WHAT YOU HAVE TO DO: Return each line of the listing that has the word "electrical" in it.

MATERIALS PROVIDED:
-------------------------
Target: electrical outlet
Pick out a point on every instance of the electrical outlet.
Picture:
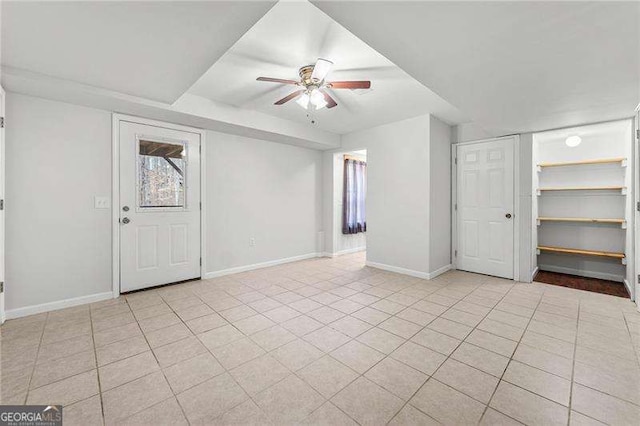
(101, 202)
-------------------------
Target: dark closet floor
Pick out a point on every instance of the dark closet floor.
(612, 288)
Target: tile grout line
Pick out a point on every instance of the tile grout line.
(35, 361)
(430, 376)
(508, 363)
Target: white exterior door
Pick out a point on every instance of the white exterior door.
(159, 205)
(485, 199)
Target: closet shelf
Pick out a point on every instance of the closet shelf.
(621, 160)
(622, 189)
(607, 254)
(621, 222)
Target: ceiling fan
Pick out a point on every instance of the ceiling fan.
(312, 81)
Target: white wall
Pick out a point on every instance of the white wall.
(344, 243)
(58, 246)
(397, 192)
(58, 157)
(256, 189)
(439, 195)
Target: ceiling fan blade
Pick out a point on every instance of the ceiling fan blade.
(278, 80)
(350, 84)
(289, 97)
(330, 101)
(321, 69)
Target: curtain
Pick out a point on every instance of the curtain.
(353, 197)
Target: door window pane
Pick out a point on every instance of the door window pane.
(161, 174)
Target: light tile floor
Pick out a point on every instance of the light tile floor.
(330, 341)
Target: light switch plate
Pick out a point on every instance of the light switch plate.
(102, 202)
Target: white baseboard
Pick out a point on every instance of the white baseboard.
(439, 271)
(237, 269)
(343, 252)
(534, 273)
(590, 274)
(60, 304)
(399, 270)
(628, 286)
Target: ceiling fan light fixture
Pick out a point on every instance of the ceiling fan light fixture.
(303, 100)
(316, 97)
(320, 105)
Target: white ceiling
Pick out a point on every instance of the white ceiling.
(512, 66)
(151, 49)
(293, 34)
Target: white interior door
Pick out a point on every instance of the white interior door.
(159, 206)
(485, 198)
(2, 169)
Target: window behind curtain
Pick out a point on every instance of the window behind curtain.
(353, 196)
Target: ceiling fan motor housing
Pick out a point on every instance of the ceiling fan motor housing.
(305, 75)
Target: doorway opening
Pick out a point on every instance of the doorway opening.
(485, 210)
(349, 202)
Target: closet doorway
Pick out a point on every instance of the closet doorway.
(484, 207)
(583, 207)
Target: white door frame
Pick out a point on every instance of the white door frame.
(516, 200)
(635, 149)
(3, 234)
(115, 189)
-------------------------
COMPLETED EXERCISE:
Target: electrical outlet
Pick out a point on every instance of the electrical outlet.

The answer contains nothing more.